Update the material below by changing every "Input photograph" to "Source image" and keeping everything else the same, and leave the pictures out of your answer.

◇ ◇ ◇ ◇ ◇

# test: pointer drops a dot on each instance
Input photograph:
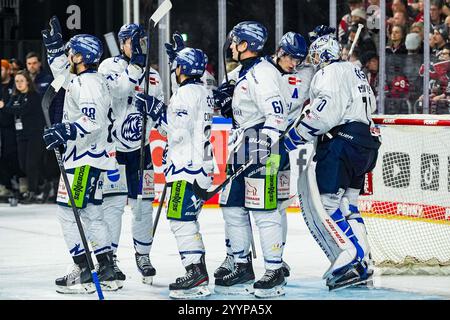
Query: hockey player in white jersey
(88, 152)
(125, 74)
(187, 120)
(289, 57)
(340, 121)
(260, 115)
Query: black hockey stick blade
(50, 93)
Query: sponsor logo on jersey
(131, 127)
(153, 81)
(113, 175)
(294, 81)
(250, 190)
(181, 112)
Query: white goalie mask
(323, 51)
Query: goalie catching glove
(58, 134)
(53, 38)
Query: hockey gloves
(58, 134)
(293, 139)
(173, 48)
(223, 99)
(138, 57)
(53, 38)
(151, 106)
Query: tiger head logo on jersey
(131, 127)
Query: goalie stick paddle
(162, 10)
(51, 92)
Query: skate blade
(109, 285)
(194, 293)
(276, 291)
(238, 289)
(347, 284)
(147, 280)
(85, 288)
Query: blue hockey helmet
(252, 32)
(324, 50)
(192, 61)
(320, 31)
(127, 30)
(90, 47)
(294, 44)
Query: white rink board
(33, 254)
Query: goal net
(406, 204)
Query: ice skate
(286, 269)
(78, 280)
(225, 268)
(105, 271)
(145, 268)
(351, 275)
(119, 274)
(194, 284)
(270, 285)
(240, 281)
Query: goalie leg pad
(323, 228)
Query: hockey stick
(46, 102)
(225, 47)
(158, 213)
(205, 195)
(355, 40)
(162, 10)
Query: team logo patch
(294, 80)
(131, 127)
(113, 175)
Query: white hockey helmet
(324, 50)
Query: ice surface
(33, 254)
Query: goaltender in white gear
(339, 120)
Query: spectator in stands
(16, 66)
(8, 146)
(396, 44)
(436, 16)
(438, 41)
(417, 27)
(418, 10)
(40, 78)
(358, 15)
(365, 42)
(411, 65)
(413, 43)
(25, 105)
(370, 63)
(346, 20)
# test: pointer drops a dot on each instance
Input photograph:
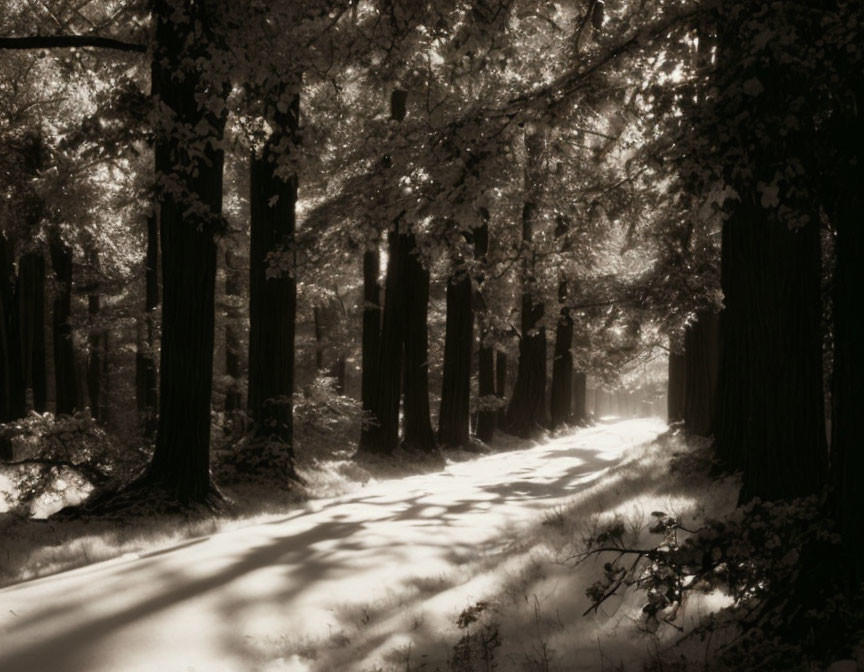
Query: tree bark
(371, 342)
(233, 296)
(417, 425)
(31, 311)
(675, 384)
(487, 418)
(526, 415)
(501, 384)
(273, 291)
(580, 395)
(145, 357)
(382, 436)
(189, 222)
(12, 403)
(454, 421)
(847, 456)
(66, 385)
(770, 414)
(701, 348)
(95, 361)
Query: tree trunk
(145, 356)
(65, 373)
(701, 348)
(675, 384)
(417, 432)
(371, 342)
(95, 358)
(382, 436)
(380, 385)
(31, 313)
(770, 414)
(319, 339)
(273, 292)
(13, 401)
(454, 417)
(501, 383)
(233, 297)
(847, 456)
(189, 221)
(487, 418)
(526, 415)
(562, 364)
(580, 398)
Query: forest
(431, 335)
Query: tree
(272, 286)
(701, 359)
(454, 416)
(190, 205)
(562, 361)
(417, 426)
(487, 419)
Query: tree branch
(67, 41)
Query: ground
(374, 580)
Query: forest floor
(376, 579)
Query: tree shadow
(333, 539)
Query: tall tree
(526, 414)
(189, 170)
(454, 420)
(272, 285)
(562, 361)
(701, 360)
(487, 419)
(65, 371)
(30, 292)
(146, 387)
(417, 430)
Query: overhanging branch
(67, 41)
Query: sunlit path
(208, 603)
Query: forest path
(213, 604)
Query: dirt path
(214, 603)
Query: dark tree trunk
(380, 384)
(702, 359)
(454, 418)
(66, 385)
(382, 436)
(319, 338)
(487, 418)
(273, 295)
(31, 315)
(562, 362)
(13, 401)
(675, 385)
(501, 383)
(770, 413)
(96, 361)
(847, 455)
(233, 297)
(417, 432)
(526, 415)
(189, 222)
(580, 394)
(371, 343)
(145, 356)
(338, 372)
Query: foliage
(475, 651)
(771, 558)
(52, 456)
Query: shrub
(61, 457)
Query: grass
(535, 596)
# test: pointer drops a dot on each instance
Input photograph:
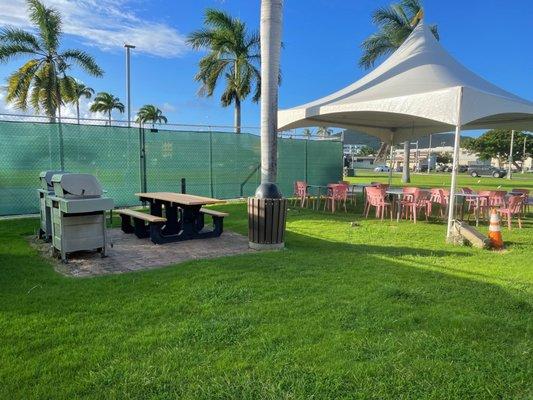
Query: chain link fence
(214, 163)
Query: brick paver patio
(132, 254)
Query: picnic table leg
(172, 226)
(190, 215)
(155, 208)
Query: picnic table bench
(139, 227)
(184, 218)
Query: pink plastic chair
(337, 193)
(413, 201)
(301, 193)
(524, 192)
(352, 196)
(513, 208)
(376, 197)
(497, 198)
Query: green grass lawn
(371, 310)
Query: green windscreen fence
(216, 164)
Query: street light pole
(510, 160)
(524, 155)
(128, 88)
(429, 152)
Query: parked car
(486, 170)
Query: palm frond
(12, 35)
(19, 84)
(375, 46)
(84, 60)
(201, 38)
(9, 51)
(434, 29)
(48, 21)
(219, 19)
(411, 6)
(388, 16)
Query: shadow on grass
(323, 319)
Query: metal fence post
(142, 159)
(61, 146)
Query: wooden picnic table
(318, 189)
(182, 211)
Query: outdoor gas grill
(78, 214)
(47, 189)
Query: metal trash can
(266, 223)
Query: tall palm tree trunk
(237, 115)
(271, 14)
(406, 175)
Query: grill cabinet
(47, 189)
(78, 214)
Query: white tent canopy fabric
(414, 93)
(419, 90)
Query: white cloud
(106, 24)
(168, 107)
(68, 112)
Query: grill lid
(76, 185)
(46, 179)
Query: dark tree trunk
(237, 116)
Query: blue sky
(322, 37)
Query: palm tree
(307, 132)
(323, 131)
(42, 81)
(150, 113)
(80, 90)
(233, 55)
(395, 23)
(106, 103)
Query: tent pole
(455, 167)
(390, 156)
(510, 160)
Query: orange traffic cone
(495, 234)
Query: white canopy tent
(420, 89)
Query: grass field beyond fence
(352, 309)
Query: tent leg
(455, 168)
(391, 164)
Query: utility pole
(510, 160)
(128, 88)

◇ ◇ ◇ ◇ ◇

### Result of the task
# test: pointer drops a dot on each instance
Source image:
Query: hockey player in white jersey
(88, 152)
(125, 74)
(187, 120)
(289, 57)
(340, 121)
(260, 115)
Query: black hockey stick blade
(50, 93)
Query: sponsor logo on jersey
(131, 127)
(153, 81)
(113, 175)
(294, 81)
(250, 190)
(181, 112)
Query: white goalie mask
(323, 51)
Query: goalie catching glove
(58, 134)
(53, 38)
Query: hockey gloves
(58, 134)
(293, 139)
(173, 48)
(223, 99)
(138, 57)
(53, 38)
(151, 106)
Query: tiger head logo on jersey
(131, 127)
Query: goalie stick paddle
(162, 10)
(51, 92)
Query: skate blade
(109, 285)
(194, 293)
(276, 291)
(238, 289)
(347, 284)
(147, 280)
(85, 288)
Query: blue hockey helmet
(252, 32)
(324, 50)
(192, 61)
(320, 31)
(127, 30)
(90, 47)
(294, 44)
Query: white rink board
(33, 254)
Query: goal net
(406, 204)
Query: ice skate
(286, 269)
(78, 280)
(225, 268)
(105, 271)
(145, 268)
(351, 275)
(119, 274)
(194, 284)
(270, 285)
(240, 281)
Query: goalie leg pad
(323, 228)
Query: hockey stick
(46, 102)
(225, 47)
(158, 213)
(205, 195)
(355, 40)
(162, 10)
Query: team logo patch
(294, 80)
(131, 127)
(113, 175)
Query: white hockey helmet
(324, 50)
Query: ice surface
(33, 254)
Query: goaltender in white gear
(339, 120)
Query: spectator in stands
(16, 66)
(8, 146)
(396, 44)
(436, 16)
(438, 41)
(417, 27)
(418, 10)
(40, 78)
(358, 15)
(365, 42)
(411, 65)
(413, 43)
(25, 105)
(370, 63)
(346, 20)
# test: pointer drops a dot on each instance
Source image:
Query: tree bark
(371, 342)
(233, 296)
(417, 425)
(31, 311)
(675, 384)
(487, 418)
(526, 415)
(501, 384)
(273, 291)
(580, 395)
(145, 357)
(382, 436)
(189, 222)
(12, 403)
(454, 421)
(847, 456)
(66, 385)
(770, 414)
(701, 348)
(95, 361)
Query: tree trunk
(145, 356)
(65, 373)
(701, 348)
(675, 384)
(417, 432)
(371, 342)
(95, 358)
(382, 436)
(380, 385)
(31, 313)
(770, 414)
(319, 339)
(273, 292)
(13, 401)
(454, 417)
(501, 383)
(233, 297)
(847, 456)
(189, 221)
(487, 418)
(526, 415)
(562, 364)
(580, 398)
Query: forest
(431, 335)
Query: tree
(272, 286)
(701, 359)
(454, 416)
(190, 205)
(562, 361)
(417, 426)
(487, 419)
Query: tree branch
(67, 41)
Query: ground
(374, 580)
Query: forest floor
(376, 579)
Query: tree shadow
(333, 539)
Query: tall tree
(526, 414)
(189, 170)
(454, 420)
(272, 285)
(562, 361)
(701, 360)
(487, 419)
(65, 371)
(30, 292)
(146, 387)
(417, 430)
Query: overhanging branch
(67, 41)
Query: sunlit path
(208, 603)
Query: forest path
(213, 604)
Query: dirt path
(214, 603)
Query: dark tree trunk
(380, 384)
(702, 359)
(454, 418)
(66, 385)
(382, 436)
(319, 338)
(487, 418)
(273, 295)
(31, 315)
(562, 362)
(13, 401)
(675, 385)
(501, 383)
(770, 413)
(96, 361)
(847, 455)
(233, 297)
(417, 432)
(526, 415)
(189, 222)
(580, 394)
(371, 343)
(145, 356)
(338, 372)
Query: foliage
(475, 651)
(771, 558)
(52, 456)
Query: shrub
(61, 457)
Query: grass
(535, 596)
# test: pointer drops a dot on each instance
Source image:
Query: chain link fence
(214, 163)
Query: brick paver patio
(132, 254)
Query: picnic table leg
(172, 226)
(190, 215)
(155, 208)
Query: picnic table bench
(139, 227)
(184, 218)
Query: pink plastic chair
(337, 193)
(413, 201)
(301, 193)
(524, 192)
(352, 196)
(513, 208)
(376, 197)
(497, 198)
Query: green grass lawn
(371, 310)
Query: green windscreen fence
(216, 164)
Query: street light pole
(510, 160)
(524, 155)
(128, 88)
(429, 152)
Query: parked car
(486, 170)
Query: palm frond
(12, 35)
(19, 84)
(375, 46)
(84, 60)
(201, 38)
(9, 51)
(434, 29)
(48, 21)
(219, 19)
(411, 6)
(388, 16)
Query: shadow on grass
(323, 319)
Query: metal fence post
(142, 159)
(61, 146)
Query: wooden picnic table
(318, 189)
(182, 211)
Query: outdoor gas grill
(78, 214)
(47, 189)
Query: metal trash can
(266, 223)
Query: tall palm tree trunk
(237, 115)
(271, 14)
(406, 175)
Query: grill cabinet
(47, 189)
(78, 214)
Query: white tent canopy fabric
(414, 93)
(419, 90)
Query: white cloud
(106, 24)
(168, 107)
(68, 112)
Query: grill lid
(76, 185)
(46, 179)
Query: dark tree trunk
(237, 116)
Query: blue sky
(322, 37)
Query: palm tree
(307, 132)
(323, 131)
(42, 81)
(150, 113)
(80, 90)
(233, 55)
(395, 23)
(106, 103)
Query: tent pole
(455, 167)
(390, 156)
(510, 160)
Query: orange traffic cone
(495, 234)
Query: white canopy tent
(420, 89)
Query: grass field beyond fence
(352, 309)
Query: tent leg
(455, 168)
(391, 164)
Query: utility pole
(510, 160)
(128, 88)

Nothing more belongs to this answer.